Product news: Yves Behar’s San Francisco studio Fuseproject launches an office furniture system for American design brand Herman Miller at the Neocon trade fair in Chicago this week (+ slideshow).

Public Office Landscape by Fuseproject for Herman Miller

Called Public Office Landscape, the modular design by Fuseproject for Herman Miller aims to encourage spontaneous conversations and continuous collaboration between employees.

Rather than design desks for individuals interspersed with pockets of collaborative meeting areas, Behar wanted to spread collaboration evenly throughout the office.

The designers came up with three main concepts: social desks for individuals to work in configurations that encourage interaction, group spaces for focussed collaboration and spaces in between that facilitate casual interactions and community.

Public Office Landscape by Fuseproject for Herman Miller

The resulting modular system features seating elements that flow into desks and soft fabrics that flow into hard surfaces.

Fuseproject used the prototypes at their own office in San Francisco, testing and evolving the various elements in-situ over the course of 18 months.

**EXCERPTED DATA:**

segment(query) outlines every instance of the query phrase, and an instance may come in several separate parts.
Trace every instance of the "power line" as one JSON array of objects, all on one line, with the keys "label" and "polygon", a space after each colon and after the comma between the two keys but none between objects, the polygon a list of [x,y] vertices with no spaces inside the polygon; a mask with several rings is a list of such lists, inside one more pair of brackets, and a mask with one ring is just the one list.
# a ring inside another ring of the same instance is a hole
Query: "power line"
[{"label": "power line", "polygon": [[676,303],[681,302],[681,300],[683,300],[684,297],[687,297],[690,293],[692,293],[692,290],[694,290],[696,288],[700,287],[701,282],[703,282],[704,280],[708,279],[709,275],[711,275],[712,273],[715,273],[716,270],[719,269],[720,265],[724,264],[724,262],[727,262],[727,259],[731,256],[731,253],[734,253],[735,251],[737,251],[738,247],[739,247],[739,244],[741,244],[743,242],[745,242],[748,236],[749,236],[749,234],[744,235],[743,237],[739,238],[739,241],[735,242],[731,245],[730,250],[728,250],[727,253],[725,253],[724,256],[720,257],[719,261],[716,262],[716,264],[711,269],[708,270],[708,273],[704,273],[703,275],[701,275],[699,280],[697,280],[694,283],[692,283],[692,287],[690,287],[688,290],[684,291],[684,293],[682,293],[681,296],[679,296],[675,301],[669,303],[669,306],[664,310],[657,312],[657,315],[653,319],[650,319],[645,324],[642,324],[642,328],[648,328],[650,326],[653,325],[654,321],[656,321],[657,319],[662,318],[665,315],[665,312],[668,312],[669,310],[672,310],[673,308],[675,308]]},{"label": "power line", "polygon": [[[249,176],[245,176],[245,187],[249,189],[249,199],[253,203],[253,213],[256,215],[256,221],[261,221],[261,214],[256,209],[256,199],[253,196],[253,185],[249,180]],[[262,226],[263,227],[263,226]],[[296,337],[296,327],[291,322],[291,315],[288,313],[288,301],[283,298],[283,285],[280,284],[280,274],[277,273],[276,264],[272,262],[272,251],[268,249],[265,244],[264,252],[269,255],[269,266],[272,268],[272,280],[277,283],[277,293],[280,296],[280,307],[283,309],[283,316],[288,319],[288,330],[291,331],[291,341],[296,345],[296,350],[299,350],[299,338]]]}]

**WORK REQUIRED:** Revise the stretch of the passage on Public Office Landscape from "The designers came" through "of 18 months.", changing "designers" to "design team". These items were gathered from a different source than the passage on Public Office Landscape.

**OUTPUT BELOW:**
The design team came up with three main concepts: social desks for individuals to work in configurations that encourage interaction, group spaces for focussed collaboration and spaces in between that facilitate casual interactions and community.

Public Office Landscape by Fuseproject for Herman Miller

The resulting modular system features seating elements that flow into desks and soft fabrics that flow into hard surfaces.

Fuseproject used the prototypes at their own office in San Francisco, testing and evolving the various elements in-situ over the course of 18 months.